• [TASK OBJECTIVE]:
Count the lines in the material below that contain the string "cabinet", and reply with that number alone.

Items from a dataset
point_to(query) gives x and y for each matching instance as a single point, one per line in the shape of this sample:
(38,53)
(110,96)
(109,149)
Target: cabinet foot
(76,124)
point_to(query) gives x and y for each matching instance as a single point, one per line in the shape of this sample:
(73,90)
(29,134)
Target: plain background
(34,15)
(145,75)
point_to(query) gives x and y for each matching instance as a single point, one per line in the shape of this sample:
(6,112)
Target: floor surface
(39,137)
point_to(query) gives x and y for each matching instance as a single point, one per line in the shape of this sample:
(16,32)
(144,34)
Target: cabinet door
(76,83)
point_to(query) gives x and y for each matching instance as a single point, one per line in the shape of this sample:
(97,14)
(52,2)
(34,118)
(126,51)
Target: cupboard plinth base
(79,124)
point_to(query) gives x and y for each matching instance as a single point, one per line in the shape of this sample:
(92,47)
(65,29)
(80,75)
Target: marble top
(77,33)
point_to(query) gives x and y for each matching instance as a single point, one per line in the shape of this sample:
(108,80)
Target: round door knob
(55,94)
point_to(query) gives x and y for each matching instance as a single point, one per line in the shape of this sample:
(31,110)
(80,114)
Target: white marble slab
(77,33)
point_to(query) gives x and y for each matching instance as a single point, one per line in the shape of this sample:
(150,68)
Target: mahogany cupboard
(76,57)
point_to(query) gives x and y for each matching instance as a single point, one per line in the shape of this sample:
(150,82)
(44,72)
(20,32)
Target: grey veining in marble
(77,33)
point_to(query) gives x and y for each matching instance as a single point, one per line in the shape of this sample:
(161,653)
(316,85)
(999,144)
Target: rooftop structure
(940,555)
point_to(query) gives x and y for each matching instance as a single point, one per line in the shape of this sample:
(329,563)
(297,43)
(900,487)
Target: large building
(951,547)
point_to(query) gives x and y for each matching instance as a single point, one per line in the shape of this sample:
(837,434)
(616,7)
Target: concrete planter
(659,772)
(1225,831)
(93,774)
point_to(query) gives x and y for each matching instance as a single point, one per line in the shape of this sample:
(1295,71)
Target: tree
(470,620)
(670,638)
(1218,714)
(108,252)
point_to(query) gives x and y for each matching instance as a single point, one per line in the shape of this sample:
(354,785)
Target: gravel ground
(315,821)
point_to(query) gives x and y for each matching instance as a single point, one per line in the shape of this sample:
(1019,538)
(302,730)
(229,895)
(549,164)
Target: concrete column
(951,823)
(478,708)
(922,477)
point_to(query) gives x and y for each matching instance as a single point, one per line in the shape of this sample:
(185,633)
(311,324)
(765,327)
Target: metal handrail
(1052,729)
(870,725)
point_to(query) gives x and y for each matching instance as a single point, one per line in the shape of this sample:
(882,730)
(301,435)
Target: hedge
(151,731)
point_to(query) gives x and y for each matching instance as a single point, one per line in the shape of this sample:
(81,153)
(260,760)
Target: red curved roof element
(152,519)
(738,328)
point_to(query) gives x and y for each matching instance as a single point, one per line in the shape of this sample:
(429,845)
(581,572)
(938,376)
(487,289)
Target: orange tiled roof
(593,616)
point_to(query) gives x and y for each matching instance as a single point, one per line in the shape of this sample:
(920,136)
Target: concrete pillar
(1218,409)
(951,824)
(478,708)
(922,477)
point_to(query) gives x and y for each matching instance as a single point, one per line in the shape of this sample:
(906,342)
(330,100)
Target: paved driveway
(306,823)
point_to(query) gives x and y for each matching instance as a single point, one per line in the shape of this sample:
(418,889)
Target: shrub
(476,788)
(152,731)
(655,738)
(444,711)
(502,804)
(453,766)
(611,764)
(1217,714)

• [WRITTEN SOLUTION]:
2